Provided passage:
The White House said the former presidents also met privately before taking their seats. There was no word on what was said then, though Trump said later of its participants, "We all got along very well.”
Funerals are among the few events that bring members of the presidents' club together. In a way, former President Gerald Ford was there, too: Ford's son Steven read a eulogy for Carter that Ford had written before he died in 2006.
Busy with personal pursuits, charitable endeavors and sometimes lucrative speaking gigs, the former leaders don’t mingle often. They all know the protocol of state funerals well — each has been involved in planning his own.
During the 2018 funeral for George H.W. Bush, then-President Trump sat with his predecessors and their spouses, including the Carters, and the interactions were stiff and sometimes awkward.
This time, Trump also didn't appear to interact with Hillary Clinton, whom he defeated in the 2016 election.
Trump was seated in the pew in front of his former vice president, Mike Pence — one of the few times they have coincided at events since Pence refused to overturn the results of the 2020 election after Trump lost to Biden. The two shook hands but didn't speak much beyond that. Pence's wife, Karen, appeared to avoid engaging with the president-elect.

The tasks:
**a.** Please list, in order of appearance, every year mentioned in the passage on the former presidents.
**b.** Say whether each statement agrees with the passage on the former presidents, answering yes or no and quoting the words that decide it: (i) Gerald Ford wrote the eulogy his son read for Carter. (ii) Trump and Pence talked at length. (iii) The interactions at the 2018 funeral for George H.W. Bush were relaxed.

Data extract:
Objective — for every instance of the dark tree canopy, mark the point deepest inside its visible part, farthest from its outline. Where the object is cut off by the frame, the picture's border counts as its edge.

Answers to each task:
**a.** 2006, 2018, 2016, 2020

**b.**
(i) Yes: "Ford's son Steven read a eulogy for Carter that Ford had written before he died in 2006."
(ii) No: "The two shook hands but didn't speak much beyond that."
(iii) No: "the interactions were stiff and sometimes awkward."